What to do:
(a) Answer these questions from the article on "Schwarzbraun ist die Haselnuss":
(i) In which region and century does the song originate?
(ii) On which 1971 album does Heino's version appear?
(iii) Which vocal ensemble also covered the song?
(b) From the article on "Schwarzbraun ist die Haselnuss", write out the text from "18th-century German folk" up to and including "Golden Gate Quartet.".
(c) Extend the article on "Schwarzbraun ist die Haselnuss" beyond the point where it currently ends.

Supplied passage:

----

= Schwarzbraun ist die Haselnuss =

18th-century German folk song

"Schwarzbraun ist die Haselnuss" (Auburn Is the Hazelnut) is a German folk song. It dates to 18th-century Franconia, although similar motifs are known since the 16th century. It was used as a marching song by German troops in all German armies since then.

The song remained popular in the post-war period. The most well-known version is by pop singer Heino, which appears on his 1971 album Schwer war der Abschied. The first verse of the song was performed by Otto Waalkes for the 1985 film Otto – Der Film, as an allusion to Michael Jackson's music video "Thriller". Erwin Halletz used the chorus in his song "Immer wenn ich traurig bin" for Heinz Erhardt in his role as Willi Hirsekorn in the 1970 comedy film That Can't Shake Our Willi!. It was also covered by the African-American vocal ensemble Golden Gate Quartet.

----

Region annotation entries:
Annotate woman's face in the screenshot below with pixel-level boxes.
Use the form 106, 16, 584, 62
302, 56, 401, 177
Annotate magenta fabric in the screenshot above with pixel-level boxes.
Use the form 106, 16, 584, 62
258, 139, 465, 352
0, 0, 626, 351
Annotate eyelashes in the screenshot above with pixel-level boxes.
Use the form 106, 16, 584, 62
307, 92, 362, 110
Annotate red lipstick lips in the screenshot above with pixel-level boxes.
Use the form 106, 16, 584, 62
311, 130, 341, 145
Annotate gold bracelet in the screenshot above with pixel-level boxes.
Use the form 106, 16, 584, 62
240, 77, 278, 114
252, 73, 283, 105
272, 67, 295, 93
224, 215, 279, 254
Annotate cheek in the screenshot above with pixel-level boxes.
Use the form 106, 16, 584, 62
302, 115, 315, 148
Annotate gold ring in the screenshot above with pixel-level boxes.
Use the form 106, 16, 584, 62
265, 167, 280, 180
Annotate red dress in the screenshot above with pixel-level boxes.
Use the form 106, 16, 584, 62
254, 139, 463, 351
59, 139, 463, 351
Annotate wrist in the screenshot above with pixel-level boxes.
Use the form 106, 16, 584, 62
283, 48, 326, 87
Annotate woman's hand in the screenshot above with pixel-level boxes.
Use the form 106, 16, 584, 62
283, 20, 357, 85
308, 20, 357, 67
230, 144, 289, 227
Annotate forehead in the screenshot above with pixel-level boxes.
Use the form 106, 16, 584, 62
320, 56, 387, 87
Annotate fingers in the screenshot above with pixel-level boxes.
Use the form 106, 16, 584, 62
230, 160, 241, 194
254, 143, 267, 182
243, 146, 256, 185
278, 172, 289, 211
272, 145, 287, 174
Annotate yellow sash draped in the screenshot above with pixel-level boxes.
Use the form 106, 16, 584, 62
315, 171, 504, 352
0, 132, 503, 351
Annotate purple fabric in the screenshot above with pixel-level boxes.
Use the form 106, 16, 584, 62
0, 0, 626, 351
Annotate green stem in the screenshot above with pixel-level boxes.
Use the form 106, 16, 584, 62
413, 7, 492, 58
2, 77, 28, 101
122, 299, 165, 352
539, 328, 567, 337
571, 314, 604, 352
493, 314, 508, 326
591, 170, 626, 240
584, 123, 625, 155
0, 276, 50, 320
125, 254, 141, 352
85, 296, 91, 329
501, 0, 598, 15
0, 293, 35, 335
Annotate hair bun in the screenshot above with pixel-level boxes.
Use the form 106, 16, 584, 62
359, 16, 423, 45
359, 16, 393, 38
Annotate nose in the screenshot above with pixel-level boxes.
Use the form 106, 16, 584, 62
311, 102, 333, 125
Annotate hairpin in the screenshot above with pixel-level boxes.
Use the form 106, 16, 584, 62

----

Expected results:
(a)
(i) 18th-century Franconia
(ii) Schwer war der Abschied
(iii) The Golden Gate Quartet

(b)
18th-century German folk song

"Schwarzbraun ist die Haselnuss" (Auburn Is the Hazelnut) is a German folk song. It dates to 18th-century Franconia, although similar motifs are known since the 16th century. It was used as a marching song by German troops in all German armies since then.

The song remained popular in the post-war period. The most well-known version is by pop singer Heino, which appears on his 1971 album Schwer war der Abschied. The first verse of the song was performed by Otto Waalkes for the 1985 film Otto – Der Film, as an allusion to Michael Jackson's music video "Thriller". Erwin Halletz used the chorus in his song "Immer wenn ich traurig bin" for Heinz Erhardt in his role as Willi Hirsekorn in the 1970 comedy film That Can't Shake Our Willi!. It was also covered by the African-American vocal ensemble Golden Gate Quartet.

(c)
== Lyrics ==

Schwarzbraun ist die Haselnuss,
Schwarzbraun bin auch ich, ja, bin auch ich.
Schwarzbraun muss mein Mädel sein;
Gerade so wie ich!
Refrain:

Mädel hat mir Busserl geb'n,
Hat mich schwer gekränkt, ja, schwer gekränkt.
Hab ich's ihr gleich wiedergeb'n;
Ich nehm ja nichts geschenkt!
Refrain

Mädel hat nicht Hof noch Haus,
Mädel hat kein Geld, ja, hat kein Geld.
Doch ich geb sie nicht heraus;
Für alles in der Welt!
Refrain

Schwarzbraun ist die Haselnuss,
Schwarzbraun bin auch ich, ja, bin auch ich.
wenn i eine heirat'n tu,
so muß sie sein wie du.
Refrain

Auburn is the hazel nut,
auburn am I too, yes I am,
auburn must my true love be,
exactly just like me!
Refrain

My sweetheart came and gave me a kiss,
which greatly offended me, yes offended,
I swiftly gave it back to her,
I don't accept gifts.
Refrain

Sweetheart has no home, no hearth,
sweetheart has no gold, yes no gold.
But I'd never give her up
for all that's in the world!
Refrain

Auburn is the hazel nut,
Auburn am I too, yes am I too.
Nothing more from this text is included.